▶ _WHAT THE TASK ASKS_
Please render the lines below as a JSON list of strings, with one string per line and any blank lines omitted.

▶ _DATASET EXTRACT_
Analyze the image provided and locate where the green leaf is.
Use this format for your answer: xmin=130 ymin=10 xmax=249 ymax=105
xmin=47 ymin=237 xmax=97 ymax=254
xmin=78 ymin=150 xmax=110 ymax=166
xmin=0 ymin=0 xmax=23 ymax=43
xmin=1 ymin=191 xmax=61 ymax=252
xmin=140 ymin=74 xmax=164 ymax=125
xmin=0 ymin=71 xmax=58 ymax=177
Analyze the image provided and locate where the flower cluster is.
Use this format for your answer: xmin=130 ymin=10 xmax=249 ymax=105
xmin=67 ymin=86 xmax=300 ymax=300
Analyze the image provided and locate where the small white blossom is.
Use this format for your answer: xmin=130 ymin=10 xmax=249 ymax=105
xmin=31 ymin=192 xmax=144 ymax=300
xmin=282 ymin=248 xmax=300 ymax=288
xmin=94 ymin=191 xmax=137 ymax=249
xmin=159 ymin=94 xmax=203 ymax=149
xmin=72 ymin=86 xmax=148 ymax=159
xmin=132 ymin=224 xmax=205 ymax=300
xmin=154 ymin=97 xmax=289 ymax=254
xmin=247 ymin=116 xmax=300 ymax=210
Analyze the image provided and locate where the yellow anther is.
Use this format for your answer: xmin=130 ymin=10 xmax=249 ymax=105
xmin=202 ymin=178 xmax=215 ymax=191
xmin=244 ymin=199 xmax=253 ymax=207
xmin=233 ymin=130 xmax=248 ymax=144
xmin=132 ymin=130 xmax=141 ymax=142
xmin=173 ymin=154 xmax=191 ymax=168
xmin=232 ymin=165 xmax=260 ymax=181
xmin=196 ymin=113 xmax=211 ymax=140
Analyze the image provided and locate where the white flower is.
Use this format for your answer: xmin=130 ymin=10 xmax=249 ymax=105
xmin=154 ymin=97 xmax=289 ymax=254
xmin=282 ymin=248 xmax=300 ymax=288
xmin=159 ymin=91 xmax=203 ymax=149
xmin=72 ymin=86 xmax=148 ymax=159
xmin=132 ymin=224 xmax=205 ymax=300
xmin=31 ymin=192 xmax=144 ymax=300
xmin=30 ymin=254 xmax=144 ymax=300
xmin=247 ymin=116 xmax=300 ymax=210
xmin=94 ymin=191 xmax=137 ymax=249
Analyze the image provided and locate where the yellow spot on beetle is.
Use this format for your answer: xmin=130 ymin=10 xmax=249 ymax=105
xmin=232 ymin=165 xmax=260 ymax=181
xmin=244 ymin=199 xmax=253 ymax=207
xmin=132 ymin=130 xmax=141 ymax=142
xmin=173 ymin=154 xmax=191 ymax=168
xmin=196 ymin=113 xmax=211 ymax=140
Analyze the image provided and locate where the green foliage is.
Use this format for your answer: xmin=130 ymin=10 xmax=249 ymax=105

▶ _PROBLEM SOLUTION_
[
  "Analyze the image provided and locate where the green leaf is.",
  "Use this format for your answer: xmin=130 ymin=10 xmax=249 ymax=105",
  "xmin=47 ymin=237 xmax=97 ymax=254",
  "xmin=78 ymin=150 xmax=110 ymax=166",
  "xmin=0 ymin=0 xmax=23 ymax=43",
  "xmin=1 ymin=191 xmax=61 ymax=252",
  "xmin=140 ymin=74 xmax=164 ymax=125",
  "xmin=0 ymin=71 xmax=58 ymax=177",
  "Analyze the image provided and locate where the flower cluster is.",
  "Use this format for your answer: xmin=130 ymin=10 xmax=249 ymax=105",
  "xmin=67 ymin=86 xmax=300 ymax=300",
  "Analyze the image provided and locate where the small white blossom is.",
  "Use this format for your answer: xmin=130 ymin=10 xmax=249 ymax=105",
  "xmin=31 ymin=192 xmax=144 ymax=300",
  "xmin=282 ymin=248 xmax=300 ymax=288",
  "xmin=94 ymin=191 xmax=137 ymax=249",
  "xmin=159 ymin=94 xmax=203 ymax=149",
  "xmin=72 ymin=86 xmax=148 ymax=159",
  "xmin=132 ymin=224 xmax=205 ymax=300",
  "xmin=154 ymin=97 xmax=289 ymax=254",
  "xmin=247 ymin=116 xmax=300 ymax=210",
  "Analyze the image provided and locate where the yellow anther is.",
  "Use this format for your answer: xmin=130 ymin=10 xmax=249 ymax=105",
  "xmin=202 ymin=178 xmax=215 ymax=191",
  "xmin=244 ymin=199 xmax=253 ymax=207",
  "xmin=233 ymin=130 xmax=248 ymax=144",
  "xmin=132 ymin=130 xmax=141 ymax=142",
  "xmin=173 ymin=154 xmax=191 ymax=168",
  "xmin=232 ymin=165 xmax=260 ymax=181",
  "xmin=196 ymin=113 xmax=211 ymax=140",
  "Analyze the image provided and locate where the white flower is.",
  "Use this format for your answer: xmin=130 ymin=10 xmax=249 ymax=105",
  "xmin=154 ymin=97 xmax=289 ymax=254",
  "xmin=282 ymin=248 xmax=300 ymax=288",
  "xmin=159 ymin=91 xmax=203 ymax=149",
  "xmin=72 ymin=86 xmax=148 ymax=159",
  "xmin=132 ymin=224 xmax=205 ymax=300",
  "xmin=31 ymin=192 xmax=144 ymax=300",
  "xmin=30 ymin=254 xmax=144 ymax=300",
  "xmin=247 ymin=116 xmax=300 ymax=210",
  "xmin=94 ymin=191 xmax=137 ymax=249",
  "Analyze the image provided and locate where the yellow spot on beetle is.",
  "Use this format for your answer: xmin=130 ymin=10 xmax=249 ymax=105",
  "xmin=232 ymin=165 xmax=260 ymax=181",
  "xmin=244 ymin=199 xmax=253 ymax=207",
  "xmin=132 ymin=130 xmax=141 ymax=142",
  "xmin=173 ymin=154 xmax=191 ymax=168",
  "xmin=196 ymin=113 xmax=211 ymax=140",
  "Analyze the image provided and locate where the green foliage is.",
  "Use this format for your answer: xmin=130 ymin=10 xmax=249 ymax=105"
]